Dataset items |

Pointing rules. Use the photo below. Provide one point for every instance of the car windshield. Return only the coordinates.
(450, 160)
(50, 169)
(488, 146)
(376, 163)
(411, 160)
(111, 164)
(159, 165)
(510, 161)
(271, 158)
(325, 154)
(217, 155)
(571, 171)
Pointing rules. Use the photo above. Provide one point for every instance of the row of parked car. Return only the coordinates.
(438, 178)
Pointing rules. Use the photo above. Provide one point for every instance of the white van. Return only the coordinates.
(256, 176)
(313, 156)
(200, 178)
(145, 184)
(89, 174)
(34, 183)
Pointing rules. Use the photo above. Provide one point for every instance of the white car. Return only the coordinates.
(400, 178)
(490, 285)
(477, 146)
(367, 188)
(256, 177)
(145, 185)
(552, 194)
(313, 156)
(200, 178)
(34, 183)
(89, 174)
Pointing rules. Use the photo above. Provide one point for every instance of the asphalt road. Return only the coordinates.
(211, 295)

TASK STATEMENT |
Up to and including the last line above, starting with the line that contains "parked car. Return only the coordinates.", return each line exactly and nothing else.

TASK RESPONSE |
Pointing rules. Use the photo above. Provide one point for every instance of the row of parked car. Return only the coordinates.
(438, 178)
Pointing rules. Use the photo above. Provide one point for every instance of the white van. Return only the coordinates.
(256, 176)
(313, 156)
(200, 178)
(145, 184)
(89, 174)
(34, 183)
Pointing rules. Use the photo above. Provide one point for every instance of the white car. Return only the coordinates.
(400, 178)
(490, 285)
(477, 146)
(367, 188)
(256, 177)
(145, 185)
(552, 194)
(313, 156)
(200, 178)
(34, 183)
(89, 174)
Pointing rules. Use the photo above. Provide one point for every instance of the asphalt road. Return only the coordinates.
(211, 295)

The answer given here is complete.